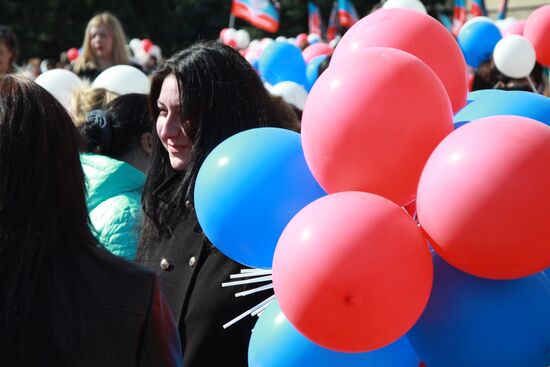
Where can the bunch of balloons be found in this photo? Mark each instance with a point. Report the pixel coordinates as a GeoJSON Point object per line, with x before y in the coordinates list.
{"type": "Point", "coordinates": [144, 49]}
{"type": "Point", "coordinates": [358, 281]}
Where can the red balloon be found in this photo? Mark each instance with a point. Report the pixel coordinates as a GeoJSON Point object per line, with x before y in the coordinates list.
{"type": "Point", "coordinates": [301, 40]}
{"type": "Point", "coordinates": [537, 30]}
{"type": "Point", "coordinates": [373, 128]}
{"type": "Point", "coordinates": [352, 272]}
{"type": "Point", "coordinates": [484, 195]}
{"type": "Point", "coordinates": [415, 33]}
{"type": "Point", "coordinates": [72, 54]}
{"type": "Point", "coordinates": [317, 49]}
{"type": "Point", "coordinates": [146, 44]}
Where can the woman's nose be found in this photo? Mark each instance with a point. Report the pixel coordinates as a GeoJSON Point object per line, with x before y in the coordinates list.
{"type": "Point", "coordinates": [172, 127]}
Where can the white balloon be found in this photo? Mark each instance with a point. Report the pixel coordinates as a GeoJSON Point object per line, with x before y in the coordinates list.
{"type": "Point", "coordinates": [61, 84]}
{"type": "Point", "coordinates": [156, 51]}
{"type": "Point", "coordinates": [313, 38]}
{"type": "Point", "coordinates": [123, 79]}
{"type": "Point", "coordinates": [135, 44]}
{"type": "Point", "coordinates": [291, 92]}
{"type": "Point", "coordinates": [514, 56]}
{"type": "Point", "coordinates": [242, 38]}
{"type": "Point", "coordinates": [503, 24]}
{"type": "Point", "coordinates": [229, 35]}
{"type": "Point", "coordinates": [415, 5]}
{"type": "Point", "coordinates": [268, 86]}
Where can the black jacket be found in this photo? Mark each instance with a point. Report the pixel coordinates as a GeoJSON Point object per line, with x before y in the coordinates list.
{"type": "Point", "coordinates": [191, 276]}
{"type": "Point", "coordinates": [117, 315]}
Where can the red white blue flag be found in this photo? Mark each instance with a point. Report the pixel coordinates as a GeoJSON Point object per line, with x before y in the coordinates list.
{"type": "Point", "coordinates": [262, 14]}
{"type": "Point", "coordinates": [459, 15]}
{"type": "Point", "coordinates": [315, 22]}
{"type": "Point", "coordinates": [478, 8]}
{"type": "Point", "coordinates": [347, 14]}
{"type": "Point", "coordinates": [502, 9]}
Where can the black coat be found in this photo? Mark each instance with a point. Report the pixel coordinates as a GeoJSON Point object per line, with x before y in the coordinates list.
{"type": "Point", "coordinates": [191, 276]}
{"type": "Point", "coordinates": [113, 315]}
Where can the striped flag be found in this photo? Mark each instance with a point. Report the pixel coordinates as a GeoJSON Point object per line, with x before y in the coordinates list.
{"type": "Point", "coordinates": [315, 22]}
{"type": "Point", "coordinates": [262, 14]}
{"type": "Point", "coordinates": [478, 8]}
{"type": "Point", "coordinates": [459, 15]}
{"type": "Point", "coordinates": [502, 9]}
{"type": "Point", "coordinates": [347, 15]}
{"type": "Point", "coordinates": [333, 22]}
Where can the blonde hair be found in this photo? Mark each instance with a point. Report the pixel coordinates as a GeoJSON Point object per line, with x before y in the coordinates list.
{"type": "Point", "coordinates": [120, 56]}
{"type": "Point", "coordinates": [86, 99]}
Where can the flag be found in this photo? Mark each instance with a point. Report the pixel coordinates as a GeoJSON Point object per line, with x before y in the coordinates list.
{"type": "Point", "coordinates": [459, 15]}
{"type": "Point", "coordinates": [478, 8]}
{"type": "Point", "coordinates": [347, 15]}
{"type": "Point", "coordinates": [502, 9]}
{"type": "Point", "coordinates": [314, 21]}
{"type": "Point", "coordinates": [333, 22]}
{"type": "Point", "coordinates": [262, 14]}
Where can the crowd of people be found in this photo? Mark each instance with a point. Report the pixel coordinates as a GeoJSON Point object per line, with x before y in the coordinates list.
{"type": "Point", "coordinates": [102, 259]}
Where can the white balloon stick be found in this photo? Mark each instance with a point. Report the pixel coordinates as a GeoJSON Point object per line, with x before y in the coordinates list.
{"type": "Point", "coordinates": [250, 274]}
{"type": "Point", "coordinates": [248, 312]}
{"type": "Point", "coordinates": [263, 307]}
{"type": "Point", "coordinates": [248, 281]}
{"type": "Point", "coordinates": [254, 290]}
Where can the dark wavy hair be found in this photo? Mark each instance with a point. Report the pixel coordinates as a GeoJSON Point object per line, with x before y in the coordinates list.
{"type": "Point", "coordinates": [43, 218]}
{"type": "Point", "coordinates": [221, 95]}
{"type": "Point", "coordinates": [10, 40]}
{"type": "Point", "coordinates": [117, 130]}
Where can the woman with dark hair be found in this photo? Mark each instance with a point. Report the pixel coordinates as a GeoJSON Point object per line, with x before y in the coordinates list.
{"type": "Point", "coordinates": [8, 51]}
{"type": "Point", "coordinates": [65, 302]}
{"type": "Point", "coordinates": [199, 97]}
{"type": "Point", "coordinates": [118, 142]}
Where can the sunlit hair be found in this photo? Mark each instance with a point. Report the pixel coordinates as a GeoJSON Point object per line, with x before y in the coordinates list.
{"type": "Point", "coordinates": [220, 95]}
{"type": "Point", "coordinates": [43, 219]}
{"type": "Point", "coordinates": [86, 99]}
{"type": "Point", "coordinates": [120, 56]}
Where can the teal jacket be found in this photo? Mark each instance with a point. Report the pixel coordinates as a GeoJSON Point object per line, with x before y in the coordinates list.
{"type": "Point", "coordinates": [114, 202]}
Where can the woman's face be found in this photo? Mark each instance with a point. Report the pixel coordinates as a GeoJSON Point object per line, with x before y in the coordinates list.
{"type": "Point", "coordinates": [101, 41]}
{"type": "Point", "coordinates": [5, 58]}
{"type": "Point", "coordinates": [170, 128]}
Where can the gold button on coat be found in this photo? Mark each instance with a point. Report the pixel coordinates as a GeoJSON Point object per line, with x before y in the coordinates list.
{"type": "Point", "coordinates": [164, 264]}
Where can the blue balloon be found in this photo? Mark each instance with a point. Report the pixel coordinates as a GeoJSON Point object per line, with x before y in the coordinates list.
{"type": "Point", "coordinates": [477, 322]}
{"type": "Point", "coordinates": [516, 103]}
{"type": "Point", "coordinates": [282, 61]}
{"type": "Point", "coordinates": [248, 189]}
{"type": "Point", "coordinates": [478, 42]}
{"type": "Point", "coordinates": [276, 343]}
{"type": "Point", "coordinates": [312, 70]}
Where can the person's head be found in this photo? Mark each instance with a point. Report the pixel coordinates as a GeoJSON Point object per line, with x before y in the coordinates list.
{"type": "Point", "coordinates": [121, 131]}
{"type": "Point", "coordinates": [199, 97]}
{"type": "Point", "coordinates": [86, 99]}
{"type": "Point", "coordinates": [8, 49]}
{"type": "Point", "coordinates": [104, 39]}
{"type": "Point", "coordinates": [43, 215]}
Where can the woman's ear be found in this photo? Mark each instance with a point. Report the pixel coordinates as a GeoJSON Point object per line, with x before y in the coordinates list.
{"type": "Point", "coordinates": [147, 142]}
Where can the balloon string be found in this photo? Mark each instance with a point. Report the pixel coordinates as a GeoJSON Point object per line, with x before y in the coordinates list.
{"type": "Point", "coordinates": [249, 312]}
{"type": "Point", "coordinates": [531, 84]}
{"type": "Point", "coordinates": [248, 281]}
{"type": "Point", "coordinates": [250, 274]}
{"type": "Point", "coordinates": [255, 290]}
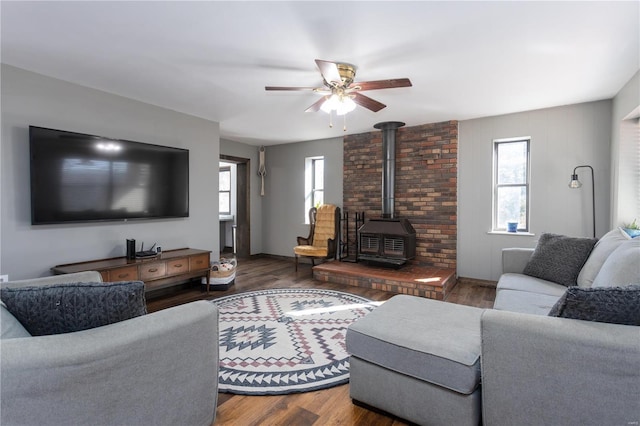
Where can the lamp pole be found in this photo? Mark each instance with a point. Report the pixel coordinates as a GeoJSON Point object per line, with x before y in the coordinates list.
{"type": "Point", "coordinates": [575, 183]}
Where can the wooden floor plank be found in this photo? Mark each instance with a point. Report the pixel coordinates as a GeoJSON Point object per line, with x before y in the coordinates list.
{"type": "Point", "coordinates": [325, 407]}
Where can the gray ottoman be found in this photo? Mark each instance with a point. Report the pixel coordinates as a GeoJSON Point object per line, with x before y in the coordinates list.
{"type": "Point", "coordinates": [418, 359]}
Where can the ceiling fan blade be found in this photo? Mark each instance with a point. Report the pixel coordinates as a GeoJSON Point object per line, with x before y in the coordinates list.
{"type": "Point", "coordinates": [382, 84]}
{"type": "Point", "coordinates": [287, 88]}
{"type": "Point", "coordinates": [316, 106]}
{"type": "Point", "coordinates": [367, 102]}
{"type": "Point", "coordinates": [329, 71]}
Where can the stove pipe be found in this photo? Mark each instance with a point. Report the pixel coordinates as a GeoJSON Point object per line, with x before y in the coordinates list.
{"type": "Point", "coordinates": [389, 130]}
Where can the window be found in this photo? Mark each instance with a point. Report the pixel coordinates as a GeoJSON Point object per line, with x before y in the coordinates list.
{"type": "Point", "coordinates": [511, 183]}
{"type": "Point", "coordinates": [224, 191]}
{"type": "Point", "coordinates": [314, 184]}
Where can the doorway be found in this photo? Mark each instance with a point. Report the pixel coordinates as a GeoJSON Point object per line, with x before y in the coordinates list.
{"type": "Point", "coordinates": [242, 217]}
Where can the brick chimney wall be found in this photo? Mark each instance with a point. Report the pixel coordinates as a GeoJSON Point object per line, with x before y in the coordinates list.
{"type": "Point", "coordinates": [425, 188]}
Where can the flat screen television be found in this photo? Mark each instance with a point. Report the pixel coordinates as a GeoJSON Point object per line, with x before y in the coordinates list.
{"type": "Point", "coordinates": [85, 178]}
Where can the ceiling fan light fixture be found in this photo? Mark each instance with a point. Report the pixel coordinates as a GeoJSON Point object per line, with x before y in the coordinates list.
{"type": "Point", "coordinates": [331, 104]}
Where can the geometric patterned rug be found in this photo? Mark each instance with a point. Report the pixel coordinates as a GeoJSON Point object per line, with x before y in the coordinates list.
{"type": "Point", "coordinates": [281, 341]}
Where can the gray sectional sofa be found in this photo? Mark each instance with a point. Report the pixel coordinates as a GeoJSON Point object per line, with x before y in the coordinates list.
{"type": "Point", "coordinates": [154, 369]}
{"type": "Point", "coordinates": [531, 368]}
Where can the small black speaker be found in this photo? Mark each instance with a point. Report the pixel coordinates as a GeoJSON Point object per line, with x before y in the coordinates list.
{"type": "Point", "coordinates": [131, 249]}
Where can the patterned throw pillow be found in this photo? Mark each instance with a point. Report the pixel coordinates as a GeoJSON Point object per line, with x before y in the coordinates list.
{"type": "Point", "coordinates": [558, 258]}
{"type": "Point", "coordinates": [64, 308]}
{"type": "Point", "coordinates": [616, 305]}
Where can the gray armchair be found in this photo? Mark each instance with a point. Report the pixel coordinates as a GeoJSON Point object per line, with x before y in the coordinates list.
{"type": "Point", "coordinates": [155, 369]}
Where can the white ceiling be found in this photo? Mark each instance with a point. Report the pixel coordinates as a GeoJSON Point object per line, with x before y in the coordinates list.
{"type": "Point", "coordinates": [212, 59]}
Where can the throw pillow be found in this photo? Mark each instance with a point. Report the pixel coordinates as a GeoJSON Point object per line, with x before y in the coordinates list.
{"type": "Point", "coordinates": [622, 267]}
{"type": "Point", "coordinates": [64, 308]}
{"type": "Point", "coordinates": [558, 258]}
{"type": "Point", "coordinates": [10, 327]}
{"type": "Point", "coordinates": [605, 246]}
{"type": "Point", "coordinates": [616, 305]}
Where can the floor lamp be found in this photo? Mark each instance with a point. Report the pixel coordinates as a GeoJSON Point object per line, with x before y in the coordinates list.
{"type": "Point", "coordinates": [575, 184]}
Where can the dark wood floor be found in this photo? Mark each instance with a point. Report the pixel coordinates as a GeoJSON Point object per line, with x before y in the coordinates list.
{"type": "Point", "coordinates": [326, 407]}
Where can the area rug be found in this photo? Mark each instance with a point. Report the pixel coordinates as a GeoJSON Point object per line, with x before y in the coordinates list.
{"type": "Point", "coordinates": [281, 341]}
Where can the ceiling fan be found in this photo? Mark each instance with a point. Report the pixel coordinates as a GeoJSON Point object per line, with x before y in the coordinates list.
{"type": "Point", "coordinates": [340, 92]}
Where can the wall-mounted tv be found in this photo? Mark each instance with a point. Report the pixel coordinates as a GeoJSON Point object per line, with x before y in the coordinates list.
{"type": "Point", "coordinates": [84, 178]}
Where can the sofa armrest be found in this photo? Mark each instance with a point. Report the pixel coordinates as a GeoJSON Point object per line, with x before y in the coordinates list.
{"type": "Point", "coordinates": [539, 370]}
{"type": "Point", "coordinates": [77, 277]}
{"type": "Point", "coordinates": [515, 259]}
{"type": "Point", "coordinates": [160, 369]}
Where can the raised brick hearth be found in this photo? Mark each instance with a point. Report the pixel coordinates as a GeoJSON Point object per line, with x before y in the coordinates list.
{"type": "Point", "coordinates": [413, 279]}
☆ ☆ ☆ ☆ ☆
**BRIEF**. Everything from the line containing "Where can the area" to the last line of the entries above should be quoted exactly, and only that.

**SOLUTION**.
Where can the area rug be found in this photo? Mark each instance with a point. Report the pixel coordinates as a GeoJSON Point object per line, with x before y in the coordinates list.
{"type": "Point", "coordinates": [281, 341]}
Where can the ceiling fan be found in this photo? Mark each instance with a point. Report the pixel coordinates as a GeoJSON Point object per line, with x before y in the coordinates list.
{"type": "Point", "coordinates": [340, 92]}
Where can the wall-mounted tv be found in this photo? Mark each instance with a point. Report the pixel coordinates as a GeoJSON Point object per line, with x before y in the coordinates list.
{"type": "Point", "coordinates": [84, 178]}
Where can the sofa armrest be found in this photo? Mark each instance with a point. Report the pixel coordinates as a GeoJSON Point object per line, with x before y in the coordinates list.
{"type": "Point", "coordinates": [539, 370]}
{"type": "Point", "coordinates": [77, 277]}
{"type": "Point", "coordinates": [515, 259]}
{"type": "Point", "coordinates": [160, 369]}
Where can the raised brick hearth be found in this photo? Mark each instance with a point. Report the pixel coordinates as a GeoJSON Point object per line, with x before y in the coordinates list.
{"type": "Point", "coordinates": [413, 279]}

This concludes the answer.